== Exercise data ==
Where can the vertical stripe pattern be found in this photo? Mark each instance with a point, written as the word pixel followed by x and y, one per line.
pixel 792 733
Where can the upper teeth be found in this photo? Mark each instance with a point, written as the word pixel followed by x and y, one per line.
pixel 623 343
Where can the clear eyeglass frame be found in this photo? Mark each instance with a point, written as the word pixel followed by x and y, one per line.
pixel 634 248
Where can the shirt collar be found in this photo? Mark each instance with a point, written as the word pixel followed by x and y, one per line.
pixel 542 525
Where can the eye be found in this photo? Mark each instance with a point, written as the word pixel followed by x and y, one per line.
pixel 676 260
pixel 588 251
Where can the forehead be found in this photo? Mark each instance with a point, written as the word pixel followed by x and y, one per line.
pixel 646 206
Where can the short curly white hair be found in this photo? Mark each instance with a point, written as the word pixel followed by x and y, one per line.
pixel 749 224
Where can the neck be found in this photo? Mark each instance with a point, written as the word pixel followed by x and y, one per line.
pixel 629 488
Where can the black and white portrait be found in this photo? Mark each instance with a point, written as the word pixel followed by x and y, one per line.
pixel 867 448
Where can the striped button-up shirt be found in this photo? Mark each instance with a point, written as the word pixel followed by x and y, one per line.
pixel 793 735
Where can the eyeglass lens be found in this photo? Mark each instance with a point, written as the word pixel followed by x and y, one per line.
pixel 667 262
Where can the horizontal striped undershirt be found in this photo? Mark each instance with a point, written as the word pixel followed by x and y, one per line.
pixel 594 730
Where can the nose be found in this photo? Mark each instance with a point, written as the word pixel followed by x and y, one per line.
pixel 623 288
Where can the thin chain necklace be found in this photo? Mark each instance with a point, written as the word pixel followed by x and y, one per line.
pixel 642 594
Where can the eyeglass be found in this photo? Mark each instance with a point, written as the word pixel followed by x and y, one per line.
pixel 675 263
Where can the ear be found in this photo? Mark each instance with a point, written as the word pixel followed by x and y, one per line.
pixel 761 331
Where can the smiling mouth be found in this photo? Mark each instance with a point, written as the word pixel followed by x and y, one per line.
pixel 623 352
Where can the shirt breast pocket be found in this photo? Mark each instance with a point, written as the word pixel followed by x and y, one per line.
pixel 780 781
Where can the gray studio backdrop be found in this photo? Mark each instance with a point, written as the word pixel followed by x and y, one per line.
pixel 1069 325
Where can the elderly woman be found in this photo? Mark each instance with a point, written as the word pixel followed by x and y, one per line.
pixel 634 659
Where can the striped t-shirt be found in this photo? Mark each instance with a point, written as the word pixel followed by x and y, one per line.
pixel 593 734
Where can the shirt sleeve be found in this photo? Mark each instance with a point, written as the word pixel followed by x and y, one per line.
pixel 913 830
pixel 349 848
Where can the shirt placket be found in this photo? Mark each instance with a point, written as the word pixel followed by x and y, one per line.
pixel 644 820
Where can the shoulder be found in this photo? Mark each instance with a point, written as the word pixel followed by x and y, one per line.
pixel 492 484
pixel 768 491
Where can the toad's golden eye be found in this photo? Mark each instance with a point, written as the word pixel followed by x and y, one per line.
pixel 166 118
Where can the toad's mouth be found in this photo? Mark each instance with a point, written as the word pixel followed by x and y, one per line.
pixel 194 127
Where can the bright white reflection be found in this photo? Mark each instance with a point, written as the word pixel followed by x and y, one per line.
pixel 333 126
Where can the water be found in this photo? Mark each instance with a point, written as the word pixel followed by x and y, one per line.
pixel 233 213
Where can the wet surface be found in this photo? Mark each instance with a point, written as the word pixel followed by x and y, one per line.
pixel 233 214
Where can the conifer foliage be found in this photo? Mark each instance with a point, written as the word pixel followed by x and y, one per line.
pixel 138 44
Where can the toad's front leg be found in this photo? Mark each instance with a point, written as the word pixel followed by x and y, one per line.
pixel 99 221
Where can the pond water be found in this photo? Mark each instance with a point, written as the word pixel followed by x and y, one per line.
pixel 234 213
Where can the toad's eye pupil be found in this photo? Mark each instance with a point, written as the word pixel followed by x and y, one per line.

==

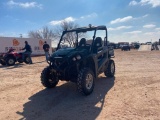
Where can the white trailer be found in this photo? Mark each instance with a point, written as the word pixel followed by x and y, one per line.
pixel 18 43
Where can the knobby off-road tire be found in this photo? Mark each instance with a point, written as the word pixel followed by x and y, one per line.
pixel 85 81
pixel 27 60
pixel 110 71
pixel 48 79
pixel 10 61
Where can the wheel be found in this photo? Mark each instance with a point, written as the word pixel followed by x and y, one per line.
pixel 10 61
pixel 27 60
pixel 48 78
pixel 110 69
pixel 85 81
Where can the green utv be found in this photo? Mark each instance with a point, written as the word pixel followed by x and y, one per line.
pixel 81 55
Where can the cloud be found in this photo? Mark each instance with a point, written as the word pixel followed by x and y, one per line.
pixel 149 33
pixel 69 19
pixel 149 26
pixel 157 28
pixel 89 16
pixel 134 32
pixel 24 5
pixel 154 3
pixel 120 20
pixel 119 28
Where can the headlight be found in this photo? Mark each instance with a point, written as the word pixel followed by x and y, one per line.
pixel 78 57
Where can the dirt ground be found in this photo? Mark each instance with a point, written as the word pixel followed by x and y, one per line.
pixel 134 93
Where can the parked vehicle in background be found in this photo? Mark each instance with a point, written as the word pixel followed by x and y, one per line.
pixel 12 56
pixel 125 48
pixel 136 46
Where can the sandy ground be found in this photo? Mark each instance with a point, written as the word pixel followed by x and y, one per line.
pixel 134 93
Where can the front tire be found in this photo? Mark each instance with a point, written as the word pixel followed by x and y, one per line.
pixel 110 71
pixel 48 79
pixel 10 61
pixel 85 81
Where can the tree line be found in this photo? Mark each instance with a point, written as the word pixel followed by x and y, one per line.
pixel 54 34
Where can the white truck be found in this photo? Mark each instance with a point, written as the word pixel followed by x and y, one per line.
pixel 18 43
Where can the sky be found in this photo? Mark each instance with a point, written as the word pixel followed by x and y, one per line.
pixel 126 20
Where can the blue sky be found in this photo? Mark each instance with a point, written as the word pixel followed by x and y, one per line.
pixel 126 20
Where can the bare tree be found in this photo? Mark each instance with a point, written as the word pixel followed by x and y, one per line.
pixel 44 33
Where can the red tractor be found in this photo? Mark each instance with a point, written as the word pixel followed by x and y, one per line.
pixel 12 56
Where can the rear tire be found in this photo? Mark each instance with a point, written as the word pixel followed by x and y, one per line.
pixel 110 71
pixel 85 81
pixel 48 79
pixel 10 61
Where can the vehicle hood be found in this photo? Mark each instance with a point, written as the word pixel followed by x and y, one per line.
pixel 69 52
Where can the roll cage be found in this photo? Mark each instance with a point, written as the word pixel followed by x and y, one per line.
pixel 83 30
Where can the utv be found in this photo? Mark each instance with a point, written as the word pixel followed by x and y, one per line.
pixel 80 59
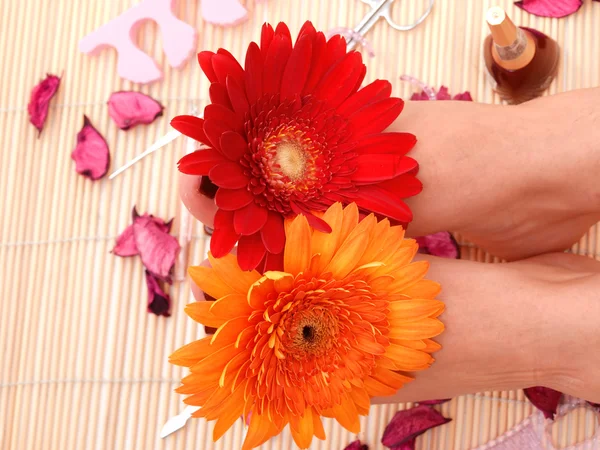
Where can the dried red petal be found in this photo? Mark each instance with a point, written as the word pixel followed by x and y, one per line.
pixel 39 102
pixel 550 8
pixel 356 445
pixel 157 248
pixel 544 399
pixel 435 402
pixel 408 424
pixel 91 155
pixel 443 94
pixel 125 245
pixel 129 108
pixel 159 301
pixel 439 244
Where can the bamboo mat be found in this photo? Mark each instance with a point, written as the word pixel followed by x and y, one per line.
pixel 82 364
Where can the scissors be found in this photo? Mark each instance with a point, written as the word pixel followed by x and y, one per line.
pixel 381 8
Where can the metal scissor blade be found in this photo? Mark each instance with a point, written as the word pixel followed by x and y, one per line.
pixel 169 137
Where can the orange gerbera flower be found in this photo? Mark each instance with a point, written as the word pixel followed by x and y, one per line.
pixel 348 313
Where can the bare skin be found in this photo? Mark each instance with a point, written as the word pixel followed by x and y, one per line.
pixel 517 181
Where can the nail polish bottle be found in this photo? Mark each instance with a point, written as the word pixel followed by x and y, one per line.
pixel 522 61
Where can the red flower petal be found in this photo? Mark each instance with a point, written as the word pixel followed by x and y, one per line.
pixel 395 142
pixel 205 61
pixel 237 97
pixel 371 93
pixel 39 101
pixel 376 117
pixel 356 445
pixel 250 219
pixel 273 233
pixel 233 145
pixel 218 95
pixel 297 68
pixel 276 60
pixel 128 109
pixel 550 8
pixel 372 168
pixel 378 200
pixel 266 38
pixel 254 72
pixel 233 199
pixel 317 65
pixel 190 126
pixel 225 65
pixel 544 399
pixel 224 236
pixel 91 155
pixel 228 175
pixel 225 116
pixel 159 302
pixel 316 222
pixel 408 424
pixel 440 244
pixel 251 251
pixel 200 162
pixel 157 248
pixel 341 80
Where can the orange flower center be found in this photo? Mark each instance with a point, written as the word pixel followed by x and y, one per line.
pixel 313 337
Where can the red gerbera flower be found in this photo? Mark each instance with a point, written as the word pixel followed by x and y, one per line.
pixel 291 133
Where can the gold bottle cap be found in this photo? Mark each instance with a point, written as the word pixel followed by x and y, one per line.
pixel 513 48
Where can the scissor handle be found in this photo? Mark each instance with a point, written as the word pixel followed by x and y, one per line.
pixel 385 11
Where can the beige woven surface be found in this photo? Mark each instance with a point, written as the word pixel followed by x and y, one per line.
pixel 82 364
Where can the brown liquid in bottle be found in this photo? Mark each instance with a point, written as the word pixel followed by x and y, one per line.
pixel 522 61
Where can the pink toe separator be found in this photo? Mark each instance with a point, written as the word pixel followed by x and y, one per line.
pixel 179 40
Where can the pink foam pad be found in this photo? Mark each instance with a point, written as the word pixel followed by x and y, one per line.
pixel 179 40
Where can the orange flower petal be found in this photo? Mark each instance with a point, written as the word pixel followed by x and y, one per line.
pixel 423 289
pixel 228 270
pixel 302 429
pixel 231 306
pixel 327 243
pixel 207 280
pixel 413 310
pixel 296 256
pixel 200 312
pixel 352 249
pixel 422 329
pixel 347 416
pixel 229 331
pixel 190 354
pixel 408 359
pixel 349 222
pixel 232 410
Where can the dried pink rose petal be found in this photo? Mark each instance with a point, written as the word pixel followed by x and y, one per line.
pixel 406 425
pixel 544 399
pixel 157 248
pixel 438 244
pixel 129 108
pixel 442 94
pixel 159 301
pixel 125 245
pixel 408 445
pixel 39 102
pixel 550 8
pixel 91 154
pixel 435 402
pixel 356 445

* * *

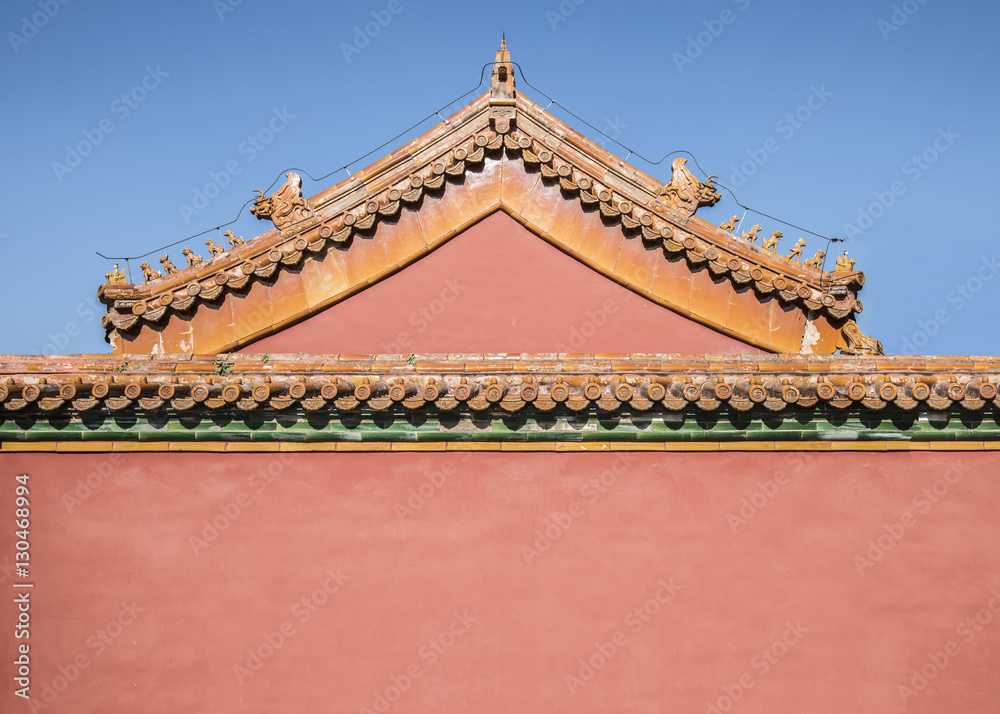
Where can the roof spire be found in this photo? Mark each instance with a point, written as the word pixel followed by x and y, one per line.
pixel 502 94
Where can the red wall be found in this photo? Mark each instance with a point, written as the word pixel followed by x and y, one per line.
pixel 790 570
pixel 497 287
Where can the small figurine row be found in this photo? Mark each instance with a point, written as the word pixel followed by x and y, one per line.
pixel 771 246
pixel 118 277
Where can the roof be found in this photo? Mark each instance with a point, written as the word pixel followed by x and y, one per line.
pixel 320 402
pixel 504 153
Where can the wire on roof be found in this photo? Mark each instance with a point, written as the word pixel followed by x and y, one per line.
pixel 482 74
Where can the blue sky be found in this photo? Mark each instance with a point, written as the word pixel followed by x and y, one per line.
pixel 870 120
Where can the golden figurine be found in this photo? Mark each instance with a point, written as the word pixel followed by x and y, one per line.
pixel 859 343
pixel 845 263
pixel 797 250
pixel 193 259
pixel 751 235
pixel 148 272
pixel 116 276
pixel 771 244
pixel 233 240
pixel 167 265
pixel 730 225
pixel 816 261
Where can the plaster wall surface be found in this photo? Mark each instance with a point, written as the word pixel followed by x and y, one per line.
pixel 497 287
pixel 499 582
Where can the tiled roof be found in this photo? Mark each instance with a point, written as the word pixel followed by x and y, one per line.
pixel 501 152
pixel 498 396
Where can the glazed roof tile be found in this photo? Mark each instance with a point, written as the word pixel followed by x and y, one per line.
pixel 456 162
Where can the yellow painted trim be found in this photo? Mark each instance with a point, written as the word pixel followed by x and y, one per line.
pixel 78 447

== Assigned task ==
Give back, unchanged, the run of lines in the listing above that begins at the line containing "Where can the toad's mouth" and ends at the line containing "Where can the toad's eye", both included.

== Result of the task ==
Where can the toad's mouth be found in this photo? Mark each instance with a point, written as the word pixel followed by x and y, one per line.
pixel 194 127
Where can the bright white reflection be found in this photo? Mark each instance with a point, written as the word pixel followed by x and y, one per line.
pixel 333 126
Where can the water be found in this photo? Mark each instance with a point, written as the word pixel followed by x and y, one per line.
pixel 233 213
Where can the wet surface be found in this photo? Mark each instance with a point, written as the word pixel followed by x and y, one per line.
pixel 233 214
Where can the conifer foliage be found in this photo? Mark each instance with a point, written as the word pixel followed by x and y, one per line.
pixel 138 44
Where can the toad's front leg be found in this photo? Mark each instance with a point, written as the word pixel followed by x and y, one per line.
pixel 99 221
Where can the pond water be found in this photo? Mark each instance with a point, written as the word pixel followed by x and y, one per line.
pixel 234 213
Where can the toad's eye pupil be found in this photo? Mark each instance with a point, written as the word pixel followed by x and y, one per line.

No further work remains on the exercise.